> _Task directions_: Copy the records below, replacing "Provide" with "Return" everywhere it appears and leaving everything else unchanged.

> _Information supplied_:
▬▬▬▬▬▬

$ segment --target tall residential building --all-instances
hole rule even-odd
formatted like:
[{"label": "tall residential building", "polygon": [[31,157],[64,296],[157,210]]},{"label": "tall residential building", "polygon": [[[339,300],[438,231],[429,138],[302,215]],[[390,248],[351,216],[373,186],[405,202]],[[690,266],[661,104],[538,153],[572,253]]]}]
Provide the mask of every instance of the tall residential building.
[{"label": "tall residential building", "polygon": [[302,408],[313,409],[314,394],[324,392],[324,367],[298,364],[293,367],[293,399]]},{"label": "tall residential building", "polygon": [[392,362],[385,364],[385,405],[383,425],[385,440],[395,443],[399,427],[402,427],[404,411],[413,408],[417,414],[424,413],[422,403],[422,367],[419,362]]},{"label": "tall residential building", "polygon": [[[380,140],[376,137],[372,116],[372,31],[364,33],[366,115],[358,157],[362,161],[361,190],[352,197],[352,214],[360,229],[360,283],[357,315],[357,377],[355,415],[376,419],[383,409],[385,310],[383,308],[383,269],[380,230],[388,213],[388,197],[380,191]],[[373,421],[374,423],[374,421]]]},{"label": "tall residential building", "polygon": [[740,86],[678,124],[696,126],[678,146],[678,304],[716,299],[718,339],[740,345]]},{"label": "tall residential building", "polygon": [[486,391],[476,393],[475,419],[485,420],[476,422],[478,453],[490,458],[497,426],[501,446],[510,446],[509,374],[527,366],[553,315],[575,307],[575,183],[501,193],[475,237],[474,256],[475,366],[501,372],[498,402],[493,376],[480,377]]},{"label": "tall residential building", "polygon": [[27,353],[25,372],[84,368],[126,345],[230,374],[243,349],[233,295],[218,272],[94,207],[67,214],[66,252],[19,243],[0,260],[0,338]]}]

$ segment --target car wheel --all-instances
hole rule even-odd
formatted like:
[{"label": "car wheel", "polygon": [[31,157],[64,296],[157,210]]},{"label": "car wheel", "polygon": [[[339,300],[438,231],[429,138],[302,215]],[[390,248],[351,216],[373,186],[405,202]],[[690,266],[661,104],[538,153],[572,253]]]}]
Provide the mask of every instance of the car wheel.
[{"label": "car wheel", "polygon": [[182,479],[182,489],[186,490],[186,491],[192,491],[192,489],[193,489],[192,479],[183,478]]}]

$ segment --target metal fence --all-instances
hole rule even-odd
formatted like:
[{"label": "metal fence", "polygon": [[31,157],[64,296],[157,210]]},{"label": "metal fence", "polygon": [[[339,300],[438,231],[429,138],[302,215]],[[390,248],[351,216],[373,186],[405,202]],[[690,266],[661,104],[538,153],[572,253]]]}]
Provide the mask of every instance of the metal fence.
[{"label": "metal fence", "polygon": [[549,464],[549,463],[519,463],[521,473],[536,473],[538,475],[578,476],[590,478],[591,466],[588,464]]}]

▬▬▬▬▬▬

> _Correct output_:
$ segment --target tall residential building --all-instances
hole rule even-odd
formatted like:
[{"label": "tall residential building", "polygon": [[31,157],[64,296],[157,210]]},{"label": "tall residential building", "polygon": [[[339,300],[438,231],[429,138],[302,215]],[[390,248],[351,216],[373,186],[405,202]],[[690,266],[661,104],[538,153],[572,253]]]}]
Return the mask of every instance of the tall residential building.
[{"label": "tall residential building", "polygon": [[302,408],[313,409],[314,394],[324,392],[324,367],[298,364],[293,367],[293,399]]},{"label": "tall residential building", "polygon": [[392,362],[385,364],[385,405],[383,425],[385,440],[395,443],[399,427],[402,427],[404,411],[413,408],[417,414],[424,413],[422,403],[422,367],[419,362]]},{"label": "tall residential building", "polygon": [[[380,140],[376,137],[372,116],[372,31],[364,33],[366,115],[358,157],[362,161],[361,190],[352,197],[352,214],[360,229],[360,283],[357,315],[357,377],[355,415],[376,419],[383,409],[385,310],[383,308],[383,269],[380,230],[388,213],[388,197],[380,191]],[[373,421],[374,423],[374,421]]]},{"label": "tall residential building", "polygon": [[740,86],[678,124],[696,126],[678,146],[678,304],[716,299],[718,339],[740,345]]},{"label": "tall residential building", "polygon": [[486,391],[476,393],[475,419],[485,420],[476,422],[478,453],[490,458],[497,426],[501,446],[510,446],[509,374],[527,366],[553,315],[575,307],[575,183],[501,193],[475,237],[474,256],[475,366],[501,372],[498,402],[493,376],[480,377]]},{"label": "tall residential building", "polygon": [[27,353],[25,372],[84,368],[126,345],[230,374],[243,349],[233,295],[218,272],[94,207],[67,214],[66,252],[19,243],[0,260],[0,338]]}]

$ segment --target car wheel --all-instances
hole rule even-odd
formatted like:
[{"label": "car wheel", "polygon": [[31,157],[64,296],[157,210]]},{"label": "car wheel", "polygon": [[[339,300],[438,231],[429,138],[302,215]],[[390,248],[351,216],[373,186],[405,202]],[[690,266],[661,104],[538,153],[572,253]]]}]
Return the mask of every instance of the car wheel.
[{"label": "car wheel", "polygon": [[182,479],[182,489],[186,490],[186,491],[192,491],[192,489],[193,489],[192,479],[183,478]]}]

$ segment --target metal fence --all-instances
hole rule even-odd
formatted like:
[{"label": "metal fence", "polygon": [[31,157],[64,296],[157,210]]},{"label": "metal fence", "polygon": [[[339,300],[438,231],[429,138],[302,215]],[[390,248],[351,216],[373,186],[405,202]],[[690,266],[661,104],[538,153],[572,253]]]}]
Return the mask of every instance of the metal fence.
[{"label": "metal fence", "polygon": [[549,464],[549,463],[519,463],[521,473],[536,473],[538,475],[578,476],[590,478],[591,466],[588,464]]}]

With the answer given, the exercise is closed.